#### MATERIAL SHOWN

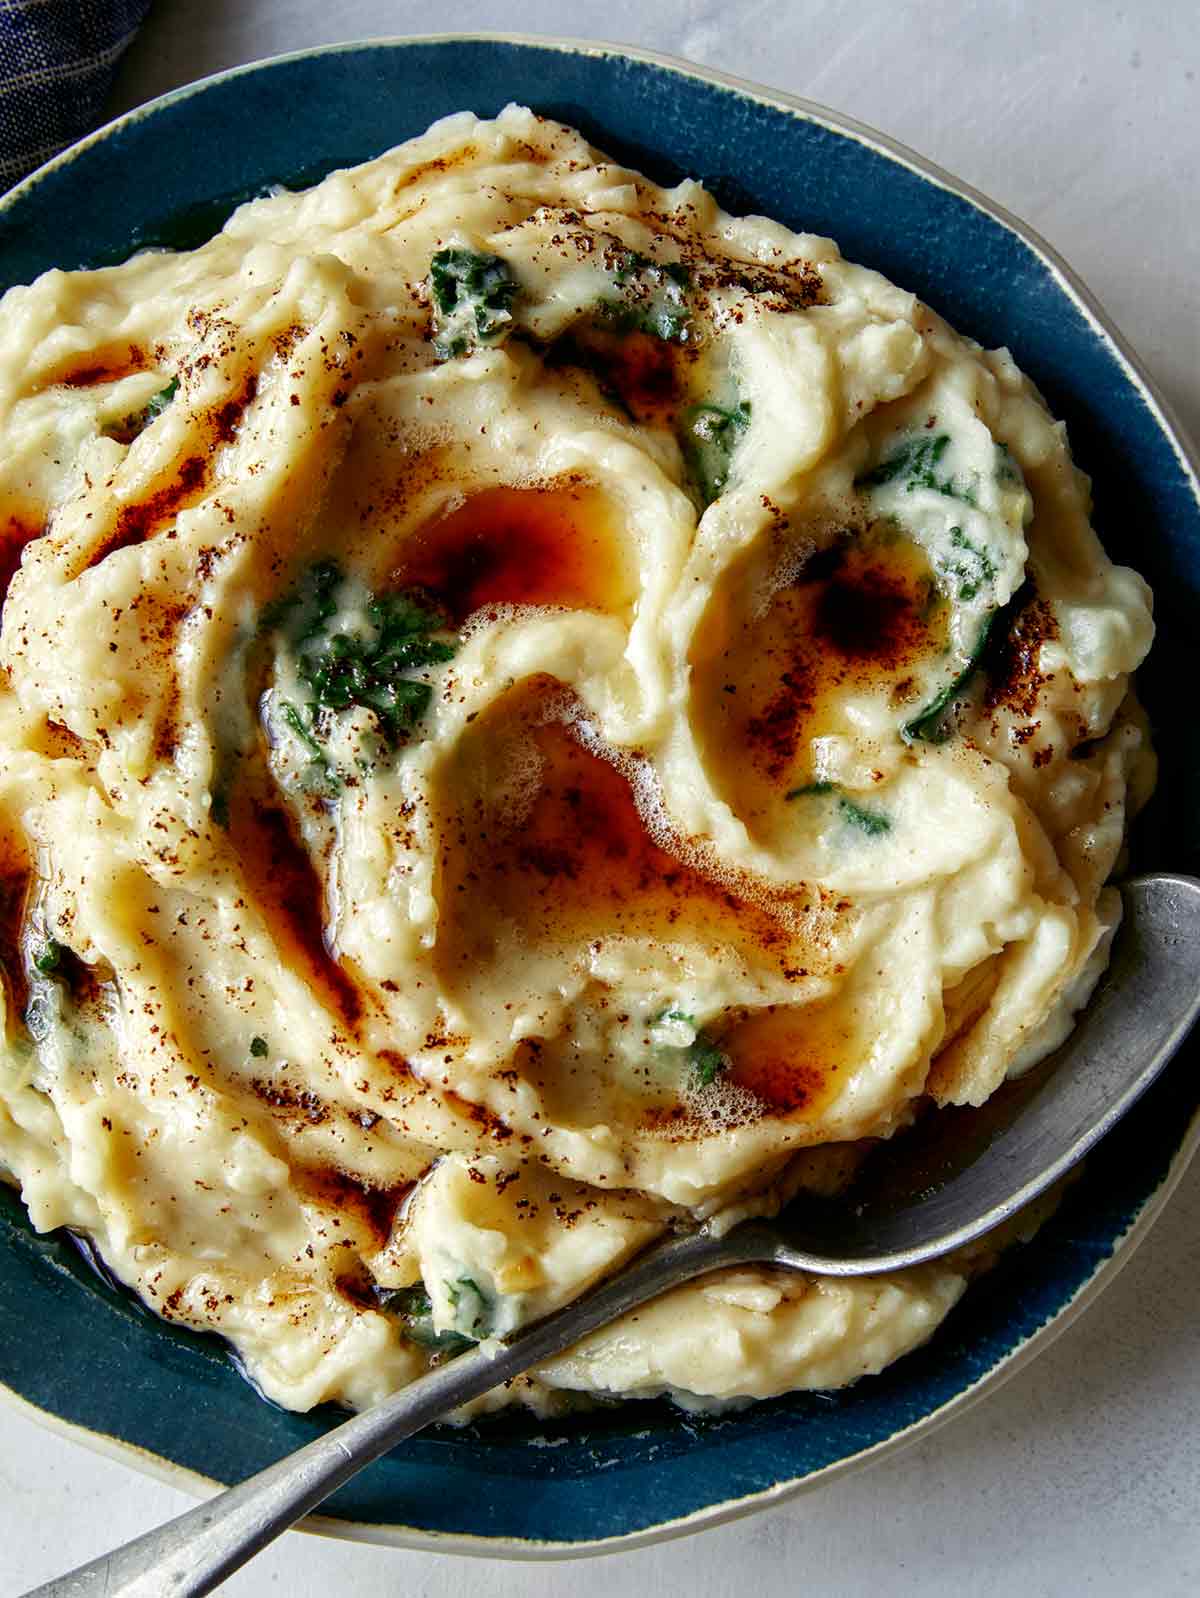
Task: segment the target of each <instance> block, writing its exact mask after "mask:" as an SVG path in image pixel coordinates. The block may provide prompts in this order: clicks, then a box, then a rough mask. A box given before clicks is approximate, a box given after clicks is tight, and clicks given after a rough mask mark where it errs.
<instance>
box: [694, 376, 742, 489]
mask: <svg viewBox="0 0 1200 1598" xmlns="http://www.w3.org/2000/svg"><path fill="white" fill-rule="evenodd" d="M748 427H749V401H748V400H741V401H740V403H738V404H735V406H733V407H732V409H725V407H724V406H719V404H697V406H692V407H690V409H689V411H687V412H685V414H684V417H682V422H681V428H679V444H681V447H682V451H684V459H685V462H687V467H689V470H690V473H692V481H693V483H695V486H697V491H698V492H700V497H701V500H703V502H705V505H711V503H713V500H714V499H719V495H721V494H722V492H724V489H725V484H727V483H729V470H730V463H732V460H733V449H735V447H737V444H738V439H740V438H741V435H743V433H745V431H746V428H748Z"/></svg>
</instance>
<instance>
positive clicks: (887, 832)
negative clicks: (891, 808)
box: [783, 781, 892, 837]
mask: <svg viewBox="0 0 1200 1598" xmlns="http://www.w3.org/2000/svg"><path fill="white" fill-rule="evenodd" d="M825 794H837V783H828V781H817V783H805V785H804V786H802V788H793V789H791V791H789V793H786V794H785V796H783V797H785V799H807V797H820V796H825ZM837 813H839V815H840V817H842V820H844V821H848V823H850V826H856V828H858V831H860V833H866V836H868V837H882V836H884V833H890V831H892V817H888V815H884V812H882V810H871V809H868V807H866V805H861V804H856V802H855V801H853V799H848V797H847V796H845V794H837Z"/></svg>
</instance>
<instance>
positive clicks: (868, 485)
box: [855, 433, 975, 505]
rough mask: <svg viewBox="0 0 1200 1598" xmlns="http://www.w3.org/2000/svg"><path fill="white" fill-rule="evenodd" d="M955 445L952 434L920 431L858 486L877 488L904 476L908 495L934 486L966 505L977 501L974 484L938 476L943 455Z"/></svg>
mask: <svg viewBox="0 0 1200 1598" xmlns="http://www.w3.org/2000/svg"><path fill="white" fill-rule="evenodd" d="M949 444H951V435H949V433H938V435H936V436H935V435H933V433H920V435H917V436H916V438H909V439H906V441H904V443H903V444H900V446H898V447H896V449H895V451H893V452H892V454H890V455H887V457H885V459H884V460H880V462H879V465H877V467H872V468H871V471H864V473H863V475H861V476H860V478H855V487H856V489H877V487H882V486H884V484H885V483H895V481H896V479H903V487H904V492H906V494H912V492H916V489H933V492H935V494H944V495H946V497H948V499H957V500H962V502H964V503H965V505H973V503H975V491H973V489H972V487H970V486H960V484H956V481H954V479H952V478H943V476H938V470H940V463H941V457H943V455H944V454H946V451H948V449H949Z"/></svg>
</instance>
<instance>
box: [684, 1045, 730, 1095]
mask: <svg viewBox="0 0 1200 1598" xmlns="http://www.w3.org/2000/svg"><path fill="white" fill-rule="evenodd" d="M687 1055H689V1059H690V1063H692V1087H693V1088H706V1087H709V1085H711V1083H713V1082H716V1079H717V1077H719V1075H721V1072H722V1071H724V1069H725V1066H727V1064H729V1059H727V1058H725V1055H724V1051H722V1050H721V1048H717V1045H716V1043H714V1042H711V1039H708V1037H705V1034H703V1032H697V1039H695V1042H693V1043H692V1047H690V1048H689V1050H687Z"/></svg>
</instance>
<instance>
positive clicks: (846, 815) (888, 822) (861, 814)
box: [837, 794, 892, 837]
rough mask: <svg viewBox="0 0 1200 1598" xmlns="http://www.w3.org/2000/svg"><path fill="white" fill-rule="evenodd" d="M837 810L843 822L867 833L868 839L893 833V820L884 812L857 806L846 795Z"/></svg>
mask: <svg viewBox="0 0 1200 1598" xmlns="http://www.w3.org/2000/svg"><path fill="white" fill-rule="evenodd" d="M837 810H839V813H840V817H842V820H845V821H848V823H850V826H856V828H858V831H860V833H866V836H868V837H882V836H884V833H890V831H892V818H890V817H887V815H884V812H882V810H868V809H866V805H861V804H855V801H853V799H847V797H845V794H842V797H840V799H839V801H837Z"/></svg>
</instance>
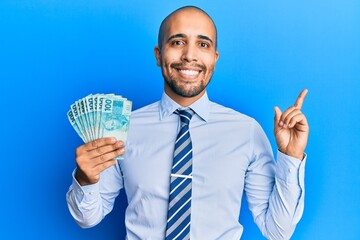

########

▸ AIM OF THE TASK
The images are to be left out; every line above should be set down exactly.

▸ EXERCISE ANSWER
Task: segment the target of each <instance> block, writing its exact mask after "mask:" as an SVG path in image pixel coordinates. The block may provide prompts in this order: clicks, then a box, then a rough mask. A box given before clicks is approximate, a box given after clicks is tight, and clicks given after a rough mask mark where it errs.
<instance>
box: [694, 376, 742, 489]
mask: <svg viewBox="0 0 1200 1598" xmlns="http://www.w3.org/2000/svg"><path fill="white" fill-rule="evenodd" d="M748 427H749V401H748V400H741V401H740V403H738V404H735V406H733V407H732V409H725V407H724V406H719V404H697V406H692V407H690V409H689V411H687V412H685V414H684V417H682V422H681V428H679V444H681V447H682V451H684V459H685V462H687V467H689V470H690V473H692V481H693V483H695V486H697V491H698V492H700V497H701V500H703V502H705V505H711V503H713V500H714V499H719V495H721V494H722V492H724V489H725V484H727V483H729V470H730V463H732V460H733V449H735V447H737V444H738V439H740V438H741V435H743V433H745V431H746V428H748Z"/></svg>
</instance>
<instance>
positive clicks: (887, 832)
negative clicks: (891, 808)
box: [783, 781, 892, 837]
mask: <svg viewBox="0 0 1200 1598" xmlns="http://www.w3.org/2000/svg"><path fill="white" fill-rule="evenodd" d="M825 794H837V783H828V781H817V783H805V785H804V786H802V788H793V789H791V791H789V793H786V794H785V796H783V797H785V799H807V797H820V796H825ZM837 813H839V815H840V817H842V820H844V821H848V823H850V826H856V828H858V831H860V833H866V836H868V837H882V836H884V833H890V831H892V817H888V815H884V812H882V810H871V809H868V807H866V805H861V804H856V802H855V801H853V799H848V797H847V796H845V794H837Z"/></svg>
</instance>
<instance>
positive clicks: (868, 485)
box: [855, 433, 975, 505]
rough mask: <svg viewBox="0 0 1200 1598" xmlns="http://www.w3.org/2000/svg"><path fill="white" fill-rule="evenodd" d="M955 445L952 434L920 431L858 486L877 488L904 476L908 495L934 486L966 505L977 501L974 484L938 476L943 455Z"/></svg>
mask: <svg viewBox="0 0 1200 1598" xmlns="http://www.w3.org/2000/svg"><path fill="white" fill-rule="evenodd" d="M949 444H951V435H949V433H938V435H936V436H935V435H933V433H920V435H917V436H916V438H909V439H906V441H904V443H903V444H900V446H898V447H896V449H895V451H893V452H892V454H890V455H887V457H885V459H884V460H880V462H879V465H877V467H872V468H871V471H864V473H863V475H861V476H860V478H855V487H856V489H877V487H882V486H884V484H885V483H895V481H896V479H903V487H904V492H906V494H912V492H916V489H933V492H935V494H944V495H946V497H948V499H957V500H962V502H964V503H965V505H973V503H975V491H973V489H972V487H970V486H960V484H956V481H954V479H952V478H943V476H938V470H940V463H941V457H943V455H944V454H946V451H948V449H949Z"/></svg>
</instance>
<instance>
box: [684, 1045, 730, 1095]
mask: <svg viewBox="0 0 1200 1598" xmlns="http://www.w3.org/2000/svg"><path fill="white" fill-rule="evenodd" d="M687 1055H689V1059H690V1063H692V1087H693V1088H706V1087H709V1085H711V1083H713V1082H716V1079H717V1077H719V1075H721V1072H722V1071H724V1069H725V1066H727V1064H729V1059H727V1058H725V1055H724V1051H722V1050H721V1048H717V1045H716V1043H714V1042H711V1039H708V1037H705V1034H703V1032H697V1039H695V1042H693V1043H692V1047H690V1048H689V1050H687Z"/></svg>
</instance>
<instance>
positive clicks: (846, 815) (888, 822) (861, 814)
box: [837, 794, 892, 837]
rough mask: <svg viewBox="0 0 1200 1598" xmlns="http://www.w3.org/2000/svg"><path fill="white" fill-rule="evenodd" d="M837 810L843 822L867 833L868 839L893 833V820L884 812L857 806L846 795Z"/></svg>
mask: <svg viewBox="0 0 1200 1598" xmlns="http://www.w3.org/2000/svg"><path fill="white" fill-rule="evenodd" d="M837 810H839V813H840V817H842V820H845V821H848V823H850V826H856V828H858V831H860V833H866V836H868V837H882V836H884V833H890V831H892V818H890V817H887V815H884V812H882V810H868V809H866V805H861V804H855V801H853V799H847V797H845V794H842V797H840V799H839V801H837Z"/></svg>
</instance>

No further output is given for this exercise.